#### Your instructions
Find every line in the entries below that contains the word "paved", and copy each of those lines in full. Match the letter case exactly.

#### Records for this exercise
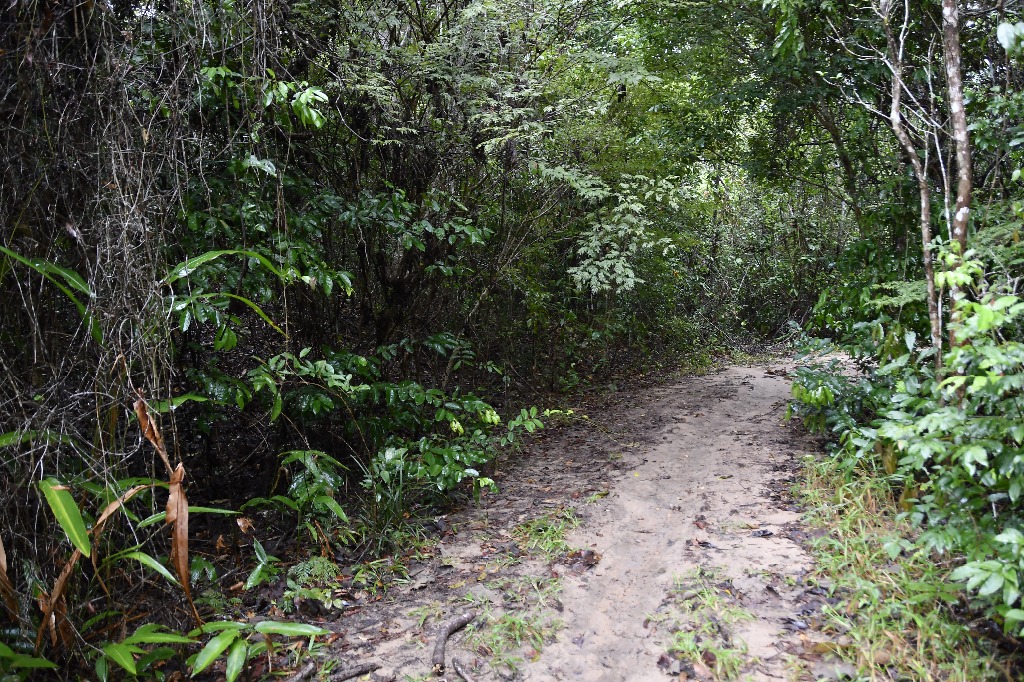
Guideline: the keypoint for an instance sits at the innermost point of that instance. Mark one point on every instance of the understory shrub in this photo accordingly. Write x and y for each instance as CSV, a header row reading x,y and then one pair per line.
x,y
951,443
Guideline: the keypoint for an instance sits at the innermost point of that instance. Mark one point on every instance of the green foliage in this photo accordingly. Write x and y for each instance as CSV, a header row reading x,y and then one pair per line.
x,y
243,641
952,442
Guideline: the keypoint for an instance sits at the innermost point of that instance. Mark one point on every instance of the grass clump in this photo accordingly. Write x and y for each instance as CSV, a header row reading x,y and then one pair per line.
x,y
700,609
897,609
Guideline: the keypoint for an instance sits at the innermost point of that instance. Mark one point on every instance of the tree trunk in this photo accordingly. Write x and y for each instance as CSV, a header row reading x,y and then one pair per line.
x,y
957,118
924,190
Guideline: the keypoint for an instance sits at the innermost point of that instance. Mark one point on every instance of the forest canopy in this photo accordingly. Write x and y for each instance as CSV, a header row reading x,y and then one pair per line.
x,y
325,260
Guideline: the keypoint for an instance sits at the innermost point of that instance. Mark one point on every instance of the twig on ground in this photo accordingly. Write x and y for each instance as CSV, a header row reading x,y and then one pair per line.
x,y
461,671
308,671
443,632
352,671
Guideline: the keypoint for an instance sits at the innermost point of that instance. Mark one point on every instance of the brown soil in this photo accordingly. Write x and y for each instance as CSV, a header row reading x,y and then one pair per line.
x,y
685,520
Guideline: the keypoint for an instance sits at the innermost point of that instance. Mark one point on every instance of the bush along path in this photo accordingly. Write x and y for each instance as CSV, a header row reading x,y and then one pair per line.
x,y
650,535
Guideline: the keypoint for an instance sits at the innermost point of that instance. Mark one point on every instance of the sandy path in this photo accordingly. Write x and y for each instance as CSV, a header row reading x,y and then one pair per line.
x,y
711,461
688,472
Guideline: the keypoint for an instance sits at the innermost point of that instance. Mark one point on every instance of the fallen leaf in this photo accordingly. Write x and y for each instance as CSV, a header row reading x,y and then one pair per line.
x,y
151,431
177,518
6,589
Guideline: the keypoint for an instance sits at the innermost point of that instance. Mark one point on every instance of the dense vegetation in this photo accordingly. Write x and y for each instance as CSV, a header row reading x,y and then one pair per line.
x,y
317,261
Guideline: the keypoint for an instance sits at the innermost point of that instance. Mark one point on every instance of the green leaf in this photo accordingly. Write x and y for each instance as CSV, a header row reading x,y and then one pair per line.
x,y
236,659
67,513
217,626
245,301
213,649
121,653
289,629
71,281
992,585
186,267
151,633
159,517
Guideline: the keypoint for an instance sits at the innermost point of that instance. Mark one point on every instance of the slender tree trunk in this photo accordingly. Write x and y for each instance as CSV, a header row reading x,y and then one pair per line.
x,y
924,190
957,118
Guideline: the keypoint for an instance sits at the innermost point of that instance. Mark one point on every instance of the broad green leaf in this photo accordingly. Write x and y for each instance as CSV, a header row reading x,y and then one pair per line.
x,y
289,629
151,633
236,659
121,653
186,267
67,512
213,649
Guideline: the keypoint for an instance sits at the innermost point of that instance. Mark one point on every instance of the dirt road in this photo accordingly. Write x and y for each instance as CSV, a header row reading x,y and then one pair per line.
x,y
683,563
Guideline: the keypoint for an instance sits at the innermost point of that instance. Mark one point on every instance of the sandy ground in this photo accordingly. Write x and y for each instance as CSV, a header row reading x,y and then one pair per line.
x,y
682,494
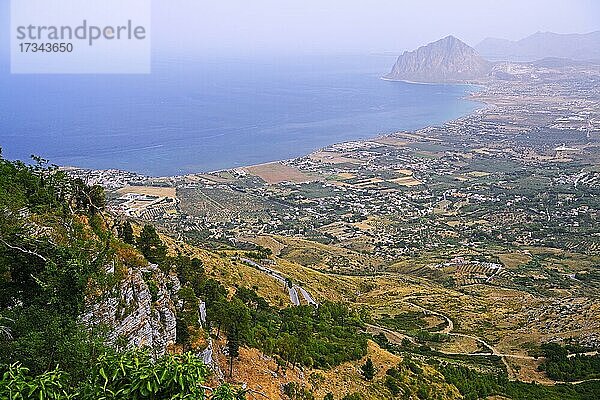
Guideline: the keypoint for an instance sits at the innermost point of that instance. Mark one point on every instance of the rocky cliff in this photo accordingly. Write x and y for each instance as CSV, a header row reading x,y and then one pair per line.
x,y
139,311
446,60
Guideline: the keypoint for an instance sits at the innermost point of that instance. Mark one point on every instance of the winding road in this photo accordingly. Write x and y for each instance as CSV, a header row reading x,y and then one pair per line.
x,y
397,337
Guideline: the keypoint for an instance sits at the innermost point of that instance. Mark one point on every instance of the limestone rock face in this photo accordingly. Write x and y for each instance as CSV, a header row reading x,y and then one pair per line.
x,y
447,60
140,311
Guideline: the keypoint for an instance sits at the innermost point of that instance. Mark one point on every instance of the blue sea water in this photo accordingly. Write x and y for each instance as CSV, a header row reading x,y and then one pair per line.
x,y
197,115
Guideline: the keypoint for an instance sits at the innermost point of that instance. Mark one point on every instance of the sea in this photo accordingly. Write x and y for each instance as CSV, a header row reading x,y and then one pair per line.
x,y
200,114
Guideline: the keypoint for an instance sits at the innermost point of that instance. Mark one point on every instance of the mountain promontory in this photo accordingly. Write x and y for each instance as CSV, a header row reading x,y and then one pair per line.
x,y
446,60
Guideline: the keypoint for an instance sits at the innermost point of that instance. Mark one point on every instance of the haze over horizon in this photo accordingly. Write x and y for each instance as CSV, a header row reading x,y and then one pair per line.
x,y
263,27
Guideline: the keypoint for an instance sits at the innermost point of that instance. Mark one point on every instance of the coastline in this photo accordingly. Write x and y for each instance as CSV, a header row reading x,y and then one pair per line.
x,y
485,105
466,97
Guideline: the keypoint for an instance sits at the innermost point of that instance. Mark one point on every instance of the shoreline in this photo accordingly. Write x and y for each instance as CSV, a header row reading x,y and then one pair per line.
x,y
467,97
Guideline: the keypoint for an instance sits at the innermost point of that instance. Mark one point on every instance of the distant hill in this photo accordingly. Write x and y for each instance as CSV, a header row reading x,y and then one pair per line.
x,y
543,45
446,60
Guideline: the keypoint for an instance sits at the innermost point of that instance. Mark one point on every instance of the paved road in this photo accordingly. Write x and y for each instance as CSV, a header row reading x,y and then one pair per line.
x,y
398,337
293,291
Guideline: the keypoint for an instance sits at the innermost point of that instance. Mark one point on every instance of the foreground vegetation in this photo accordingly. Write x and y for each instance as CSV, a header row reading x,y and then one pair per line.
x,y
55,249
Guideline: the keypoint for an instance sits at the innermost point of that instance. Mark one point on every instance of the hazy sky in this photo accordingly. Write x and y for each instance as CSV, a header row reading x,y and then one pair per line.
x,y
246,27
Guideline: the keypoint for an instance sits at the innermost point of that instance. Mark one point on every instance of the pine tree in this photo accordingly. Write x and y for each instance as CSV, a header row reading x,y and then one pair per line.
x,y
126,233
368,370
151,246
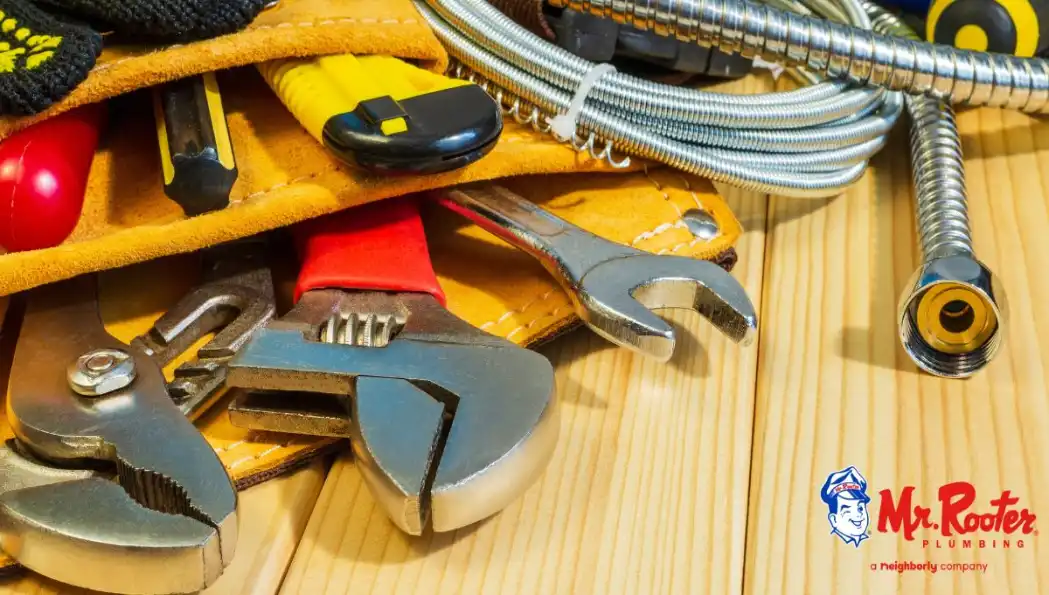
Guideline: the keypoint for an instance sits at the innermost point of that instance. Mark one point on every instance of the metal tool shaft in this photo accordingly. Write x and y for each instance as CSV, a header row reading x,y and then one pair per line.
x,y
953,312
613,287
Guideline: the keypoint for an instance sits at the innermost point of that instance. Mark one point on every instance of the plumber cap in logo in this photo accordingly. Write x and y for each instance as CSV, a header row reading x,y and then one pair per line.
x,y
848,483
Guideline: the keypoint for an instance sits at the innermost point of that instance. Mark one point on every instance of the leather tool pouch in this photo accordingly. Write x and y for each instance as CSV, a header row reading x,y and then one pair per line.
x,y
285,176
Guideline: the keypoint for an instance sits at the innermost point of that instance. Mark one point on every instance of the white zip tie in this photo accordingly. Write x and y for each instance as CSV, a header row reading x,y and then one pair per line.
x,y
776,69
563,125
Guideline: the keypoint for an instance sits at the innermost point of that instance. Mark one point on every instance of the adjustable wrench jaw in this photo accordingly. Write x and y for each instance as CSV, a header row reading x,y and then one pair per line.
x,y
168,524
420,466
235,299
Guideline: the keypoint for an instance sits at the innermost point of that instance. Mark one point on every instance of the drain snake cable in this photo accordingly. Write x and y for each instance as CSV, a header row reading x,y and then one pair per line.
x,y
811,142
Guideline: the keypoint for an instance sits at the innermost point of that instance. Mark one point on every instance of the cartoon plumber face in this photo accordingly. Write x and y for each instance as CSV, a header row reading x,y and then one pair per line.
x,y
844,494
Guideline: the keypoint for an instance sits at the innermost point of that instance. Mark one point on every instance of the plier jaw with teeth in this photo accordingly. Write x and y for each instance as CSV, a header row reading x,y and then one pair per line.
x,y
104,468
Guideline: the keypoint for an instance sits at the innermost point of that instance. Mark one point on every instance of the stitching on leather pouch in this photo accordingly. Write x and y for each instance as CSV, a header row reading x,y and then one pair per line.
x,y
270,450
325,22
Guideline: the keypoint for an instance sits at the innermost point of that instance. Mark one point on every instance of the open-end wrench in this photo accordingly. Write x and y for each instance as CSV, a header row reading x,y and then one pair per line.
x,y
234,300
446,421
612,287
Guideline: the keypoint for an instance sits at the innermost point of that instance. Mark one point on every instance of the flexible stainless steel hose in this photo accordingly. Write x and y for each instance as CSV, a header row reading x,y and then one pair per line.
x,y
951,314
840,51
810,142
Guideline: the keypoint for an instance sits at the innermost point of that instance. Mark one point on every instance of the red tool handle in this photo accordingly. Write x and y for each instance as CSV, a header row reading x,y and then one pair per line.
x,y
43,176
377,247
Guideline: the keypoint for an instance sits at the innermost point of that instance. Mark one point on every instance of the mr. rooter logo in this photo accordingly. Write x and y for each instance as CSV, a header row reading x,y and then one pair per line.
x,y
959,518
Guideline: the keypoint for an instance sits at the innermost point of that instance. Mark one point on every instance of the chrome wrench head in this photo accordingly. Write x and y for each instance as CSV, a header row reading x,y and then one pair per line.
x,y
616,298
235,299
449,424
155,512
612,287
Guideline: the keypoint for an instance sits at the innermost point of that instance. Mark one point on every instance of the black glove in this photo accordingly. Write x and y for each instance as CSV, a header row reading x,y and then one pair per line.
x,y
48,46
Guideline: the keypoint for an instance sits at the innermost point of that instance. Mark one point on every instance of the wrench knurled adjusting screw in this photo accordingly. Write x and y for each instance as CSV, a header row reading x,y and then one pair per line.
x,y
953,312
101,372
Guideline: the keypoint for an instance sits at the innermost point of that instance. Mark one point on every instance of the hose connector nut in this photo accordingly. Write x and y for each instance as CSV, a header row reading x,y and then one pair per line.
x,y
951,316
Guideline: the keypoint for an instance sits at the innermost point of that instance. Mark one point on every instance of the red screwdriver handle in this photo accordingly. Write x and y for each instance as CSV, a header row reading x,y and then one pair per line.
x,y
43,176
377,247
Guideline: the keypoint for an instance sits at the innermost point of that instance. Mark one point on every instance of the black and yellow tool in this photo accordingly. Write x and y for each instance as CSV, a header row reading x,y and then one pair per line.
x,y
196,153
386,115
1020,27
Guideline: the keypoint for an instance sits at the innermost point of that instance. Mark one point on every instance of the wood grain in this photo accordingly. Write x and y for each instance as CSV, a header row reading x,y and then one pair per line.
x,y
835,389
646,491
273,516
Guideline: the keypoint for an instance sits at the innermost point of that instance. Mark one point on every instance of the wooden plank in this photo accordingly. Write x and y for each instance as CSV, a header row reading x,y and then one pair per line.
x,y
646,491
273,516
835,389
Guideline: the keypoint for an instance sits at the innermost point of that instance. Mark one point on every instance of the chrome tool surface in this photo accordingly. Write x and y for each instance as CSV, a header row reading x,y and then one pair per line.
x,y
613,287
105,469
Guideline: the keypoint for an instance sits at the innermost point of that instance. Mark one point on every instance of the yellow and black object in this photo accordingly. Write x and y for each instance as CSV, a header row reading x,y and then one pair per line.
x,y
196,153
1020,27
386,115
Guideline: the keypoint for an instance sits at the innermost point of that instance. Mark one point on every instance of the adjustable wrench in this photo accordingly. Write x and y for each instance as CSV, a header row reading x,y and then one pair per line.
x,y
234,301
448,423
105,469
612,287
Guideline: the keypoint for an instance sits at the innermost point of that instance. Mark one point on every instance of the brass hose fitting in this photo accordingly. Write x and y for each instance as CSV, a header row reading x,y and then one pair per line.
x,y
951,314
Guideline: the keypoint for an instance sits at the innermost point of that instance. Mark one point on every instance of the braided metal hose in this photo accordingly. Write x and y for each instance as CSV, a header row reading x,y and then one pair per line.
x,y
951,314
811,142
840,51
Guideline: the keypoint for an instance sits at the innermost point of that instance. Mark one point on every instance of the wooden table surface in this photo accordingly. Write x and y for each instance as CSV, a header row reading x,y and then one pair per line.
x,y
703,475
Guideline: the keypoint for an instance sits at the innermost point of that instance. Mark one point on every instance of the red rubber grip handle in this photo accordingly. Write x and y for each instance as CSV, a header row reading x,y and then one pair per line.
x,y
377,247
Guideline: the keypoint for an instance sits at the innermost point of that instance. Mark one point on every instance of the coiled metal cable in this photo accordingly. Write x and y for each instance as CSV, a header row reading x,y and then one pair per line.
x,y
811,142
840,51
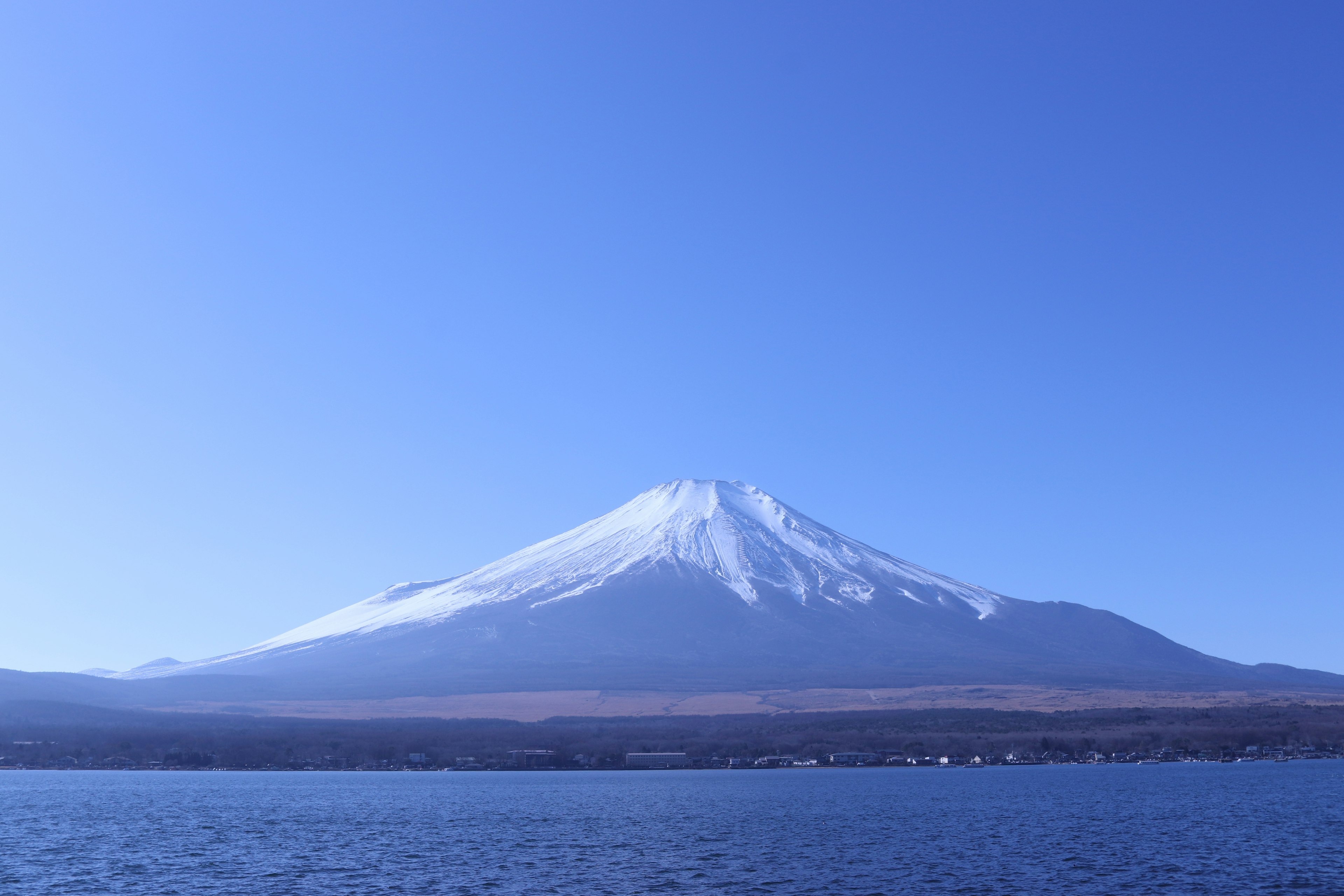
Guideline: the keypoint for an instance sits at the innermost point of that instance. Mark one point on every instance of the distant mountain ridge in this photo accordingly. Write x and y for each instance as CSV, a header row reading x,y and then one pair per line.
x,y
714,586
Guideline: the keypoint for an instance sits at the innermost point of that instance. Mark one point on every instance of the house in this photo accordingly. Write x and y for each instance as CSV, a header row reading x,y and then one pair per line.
x,y
854,760
656,761
534,758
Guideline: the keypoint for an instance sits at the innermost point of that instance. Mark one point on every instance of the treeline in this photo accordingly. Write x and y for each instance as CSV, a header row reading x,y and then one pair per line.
x,y
46,733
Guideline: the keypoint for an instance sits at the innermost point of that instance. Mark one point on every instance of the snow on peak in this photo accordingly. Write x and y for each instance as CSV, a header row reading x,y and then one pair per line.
x,y
732,531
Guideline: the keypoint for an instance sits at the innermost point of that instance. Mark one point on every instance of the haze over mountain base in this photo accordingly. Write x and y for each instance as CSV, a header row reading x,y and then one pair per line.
x,y
709,589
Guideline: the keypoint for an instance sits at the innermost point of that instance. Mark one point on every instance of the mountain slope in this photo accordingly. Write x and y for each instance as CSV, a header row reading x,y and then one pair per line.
x,y
709,585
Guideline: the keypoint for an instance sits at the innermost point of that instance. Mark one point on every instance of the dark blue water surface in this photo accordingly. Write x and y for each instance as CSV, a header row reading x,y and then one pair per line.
x,y
1187,828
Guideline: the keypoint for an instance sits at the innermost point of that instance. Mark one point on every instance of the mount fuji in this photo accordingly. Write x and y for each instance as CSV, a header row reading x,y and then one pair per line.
x,y
710,586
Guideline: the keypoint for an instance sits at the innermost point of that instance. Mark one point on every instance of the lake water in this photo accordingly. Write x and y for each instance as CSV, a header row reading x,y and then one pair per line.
x,y
1189,828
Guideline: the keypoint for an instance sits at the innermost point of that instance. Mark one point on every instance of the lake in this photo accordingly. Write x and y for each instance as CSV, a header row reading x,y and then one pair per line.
x,y
1178,828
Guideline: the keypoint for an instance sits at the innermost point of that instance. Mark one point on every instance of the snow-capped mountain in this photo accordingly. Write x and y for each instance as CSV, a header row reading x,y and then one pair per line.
x,y
704,585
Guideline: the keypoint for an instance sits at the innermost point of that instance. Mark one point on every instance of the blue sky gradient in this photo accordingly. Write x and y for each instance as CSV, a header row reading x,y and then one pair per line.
x,y
303,300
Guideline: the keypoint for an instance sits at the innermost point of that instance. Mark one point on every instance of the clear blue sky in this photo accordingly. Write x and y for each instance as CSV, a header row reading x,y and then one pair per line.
x,y
303,300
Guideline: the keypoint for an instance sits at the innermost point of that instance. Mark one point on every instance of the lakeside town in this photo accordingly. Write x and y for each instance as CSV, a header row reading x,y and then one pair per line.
x,y
554,761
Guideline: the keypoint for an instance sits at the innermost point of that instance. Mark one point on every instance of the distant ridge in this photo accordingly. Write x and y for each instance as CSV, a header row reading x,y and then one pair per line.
x,y
705,585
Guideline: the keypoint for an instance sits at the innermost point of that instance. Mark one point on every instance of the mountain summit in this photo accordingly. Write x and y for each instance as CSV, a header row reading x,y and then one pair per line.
x,y
709,585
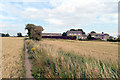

#### Response to the exercise
Guideline: the keypoint for an instance sits at the innermost point of that instance. Mark one point on every instance of the paved road in this photo accordingly. Write x and y for each instance as CSV, a header row reading x,y and then one pair per line.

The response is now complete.